» **Short task**: Please translate this sentence from the real estate text into Spanish: "It creates an artificial demand for property and pushes the price beyond what most people can afford."

THE REAL ESTATE PROBLEM

This form of enterprise is similar to running an underground economy, yet the resource circulates within the economy.

There are also disruptive sources emerging.  Key among them is deal-making through well connected wheeler-dealers.  This is money that is not actually earned since most of it ends up in real estate, which does not make economic sense. 

A good example is purchasing property for Sh100 million that earns rent of below Sh300,000 a month, so that the payback period is way beyond ten years. 

There is also a growing rate of fool’s finance, where wheeler-dealers buy property or businesses for their lovers.  Some legislators have fallen into this trap. It creates an artificial demand for property and pushes the price beyond what most people can afford.

Remittance from the diaspora is a factor too, because it gets into investments that rarely make sense, with some of the resources ending up in consumption.

In a free market economy like ours, we assume that money will trickle down especially when we buy produce or hire services from those at the bottom of the pyramid.  These assumptions are wrong and very Western.

» **Data shown**:
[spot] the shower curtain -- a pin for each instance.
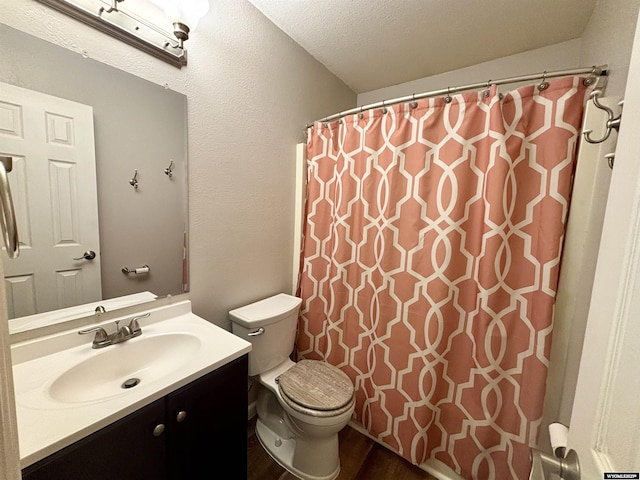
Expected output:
(431, 250)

» **Exercise output**: Crea una demanda artificial de propiedades y empuja el precio más allá de lo que la mayoría de la gente puede pagar.